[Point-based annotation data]
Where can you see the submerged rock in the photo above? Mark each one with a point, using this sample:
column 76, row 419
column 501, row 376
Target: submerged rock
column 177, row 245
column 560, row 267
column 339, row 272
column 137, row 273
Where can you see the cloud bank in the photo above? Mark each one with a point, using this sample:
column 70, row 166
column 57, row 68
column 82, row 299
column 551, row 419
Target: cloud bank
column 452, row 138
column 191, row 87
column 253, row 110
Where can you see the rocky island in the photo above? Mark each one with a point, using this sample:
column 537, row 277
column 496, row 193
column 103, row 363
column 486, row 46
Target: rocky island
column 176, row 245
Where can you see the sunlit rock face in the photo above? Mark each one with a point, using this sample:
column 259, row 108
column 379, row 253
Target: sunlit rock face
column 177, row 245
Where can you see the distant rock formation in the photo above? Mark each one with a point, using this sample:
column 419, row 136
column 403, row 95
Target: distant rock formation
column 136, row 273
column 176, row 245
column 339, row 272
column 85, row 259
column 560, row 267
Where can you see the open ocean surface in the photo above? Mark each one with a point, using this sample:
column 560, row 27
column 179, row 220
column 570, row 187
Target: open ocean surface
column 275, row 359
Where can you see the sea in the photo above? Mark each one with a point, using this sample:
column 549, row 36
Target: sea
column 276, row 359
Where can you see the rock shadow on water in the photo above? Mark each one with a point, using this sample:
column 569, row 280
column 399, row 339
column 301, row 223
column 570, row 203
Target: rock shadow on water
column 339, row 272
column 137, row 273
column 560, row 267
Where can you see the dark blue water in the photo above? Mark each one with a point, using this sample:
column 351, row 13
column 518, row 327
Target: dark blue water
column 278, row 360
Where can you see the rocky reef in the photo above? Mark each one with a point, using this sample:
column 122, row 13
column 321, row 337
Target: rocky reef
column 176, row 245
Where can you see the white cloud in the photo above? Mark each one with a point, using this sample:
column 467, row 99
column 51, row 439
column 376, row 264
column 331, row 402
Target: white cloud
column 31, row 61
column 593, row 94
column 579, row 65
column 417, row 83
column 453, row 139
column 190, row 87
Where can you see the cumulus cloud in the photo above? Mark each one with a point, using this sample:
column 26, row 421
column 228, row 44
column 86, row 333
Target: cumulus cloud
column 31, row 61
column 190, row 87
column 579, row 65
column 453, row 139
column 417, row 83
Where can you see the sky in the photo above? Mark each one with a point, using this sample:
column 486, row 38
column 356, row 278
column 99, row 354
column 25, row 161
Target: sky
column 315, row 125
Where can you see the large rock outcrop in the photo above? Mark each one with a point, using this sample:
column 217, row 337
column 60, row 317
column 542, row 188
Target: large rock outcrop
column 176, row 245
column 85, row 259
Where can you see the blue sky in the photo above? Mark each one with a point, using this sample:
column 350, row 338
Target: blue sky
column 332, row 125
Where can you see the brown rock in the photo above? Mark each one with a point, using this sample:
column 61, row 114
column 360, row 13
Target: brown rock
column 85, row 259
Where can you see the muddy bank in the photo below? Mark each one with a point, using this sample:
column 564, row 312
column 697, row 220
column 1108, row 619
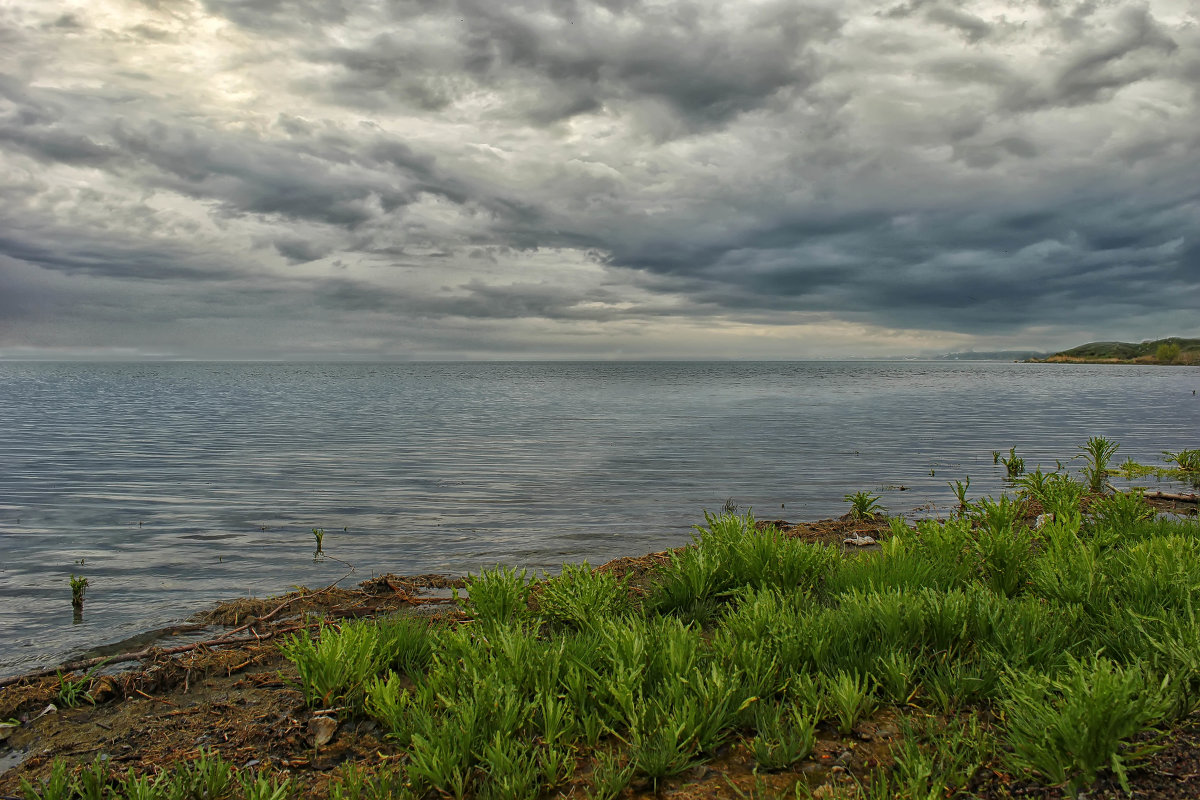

# [The request]
Reproduce all the records with every "Target" switched to "Label" and nothing else changed. Omit the pictures.

# [Written solution]
Where can you see the submerged rock in the photo above? Mark each one with a point, using this sample:
column 76, row 419
column 501, row 376
Label: submerged rock
column 177, row 245
column 560, row 267
column 339, row 272
column 137, row 273
Where can you see the cloud bank in the photo above? Mark each one with a point, using this sample:
column 70, row 166
column 57, row 68
column 82, row 299
column 551, row 419
Label: cloud bank
column 452, row 138
column 191, row 87
column 253, row 110
Where can you see the rocky island in the photo above? Mark each one with a point, using this sample:
column 537, row 277
column 496, row 193
column 103, row 363
column 486, row 46
Label: rocky island
column 176, row 245
Where can you see the sunlit rock face in the photo above? Mark each one with a point, using this sample:
column 259, row 108
column 379, row 253
Label: sunlit rock face
column 177, row 245
Where can you see the distant rock formation in the photo above? Mark each one with a point, using this sample:
column 419, row 136
column 403, row 95
Label: distant rock formation
column 136, row 273
column 176, row 245
column 339, row 272
column 85, row 259
column 560, row 267
Where can you see the open ocean surface in the photo above? Mark each one with a point, using this sample:
column 560, row 27
column 179, row 220
column 570, row 187
Label: open ocean surface
column 275, row 359
Where can you see the sea in the photo above? Mark each one with a point, using this sample:
column 549, row 36
Label: sea
column 276, row 359
Where can you see the rock shadow on water in the photo above? Mark each one with a point, using this sample:
column 569, row 280
column 399, row 339
column 301, row 223
column 570, row 203
Label: rock shadow on water
column 339, row 272
column 137, row 273
column 560, row 267
Where can you see the dark blue water in the photo above? Mark each one with a point, using this sample:
column 351, row 13
column 518, row 327
Label: dark blue water
column 278, row 360
Where can you see the rocky reef in the photo above? Mark each one with a point, using this sample:
column 122, row 13
column 321, row 337
Label: rocky reef
column 176, row 245
Where can you see the white cloud in the photo above? Mark each one with a point, using this sample:
column 467, row 99
column 51, row 439
column 376, row 264
column 331, row 402
Label: white cloud
column 31, row 61
column 593, row 94
column 579, row 65
column 417, row 83
column 453, row 139
column 190, row 87
Where can you see the cumulus cloud in the photo above? Mark each one with a point, using this sample:
column 26, row 421
column 228, row 44
column 86, row 333
Label: cumulus cloud
column 31, row 61
column 190, row 87
column 579, row 65
column 453, row 139
column 417, row 83
Where can you see the sky in the photo above? Mark each one with a point, using this sample:
column 486, row 38
column 356, row 278
column 99, row 354
column 25, row 161
Label: sky
column 315, row 125
Where can you see the large rock outcrop in the photo above? Mark each one with a point, using this sample:
column 217, row 337
column 60, row 317
column 542, row 188
Label: large rock outcrop
column 176, row 245
column 85, row 259
Where can you see the blue sky in the photo above? Mark each one with a point, using this sample:
column 350, row 338
Label: blue sky
column 332, row 125
Where can you see the brown rock in the photo above? Mark each one with a point, using this sample:
column 61, row 114
column 360, row 13
Label: brown rock
column 85, row 259
Where can you see the muddy bank in the photo below? Mark each one with a point, using this sample:
column 564, row 312
column 697, row 220
column 1108, row 619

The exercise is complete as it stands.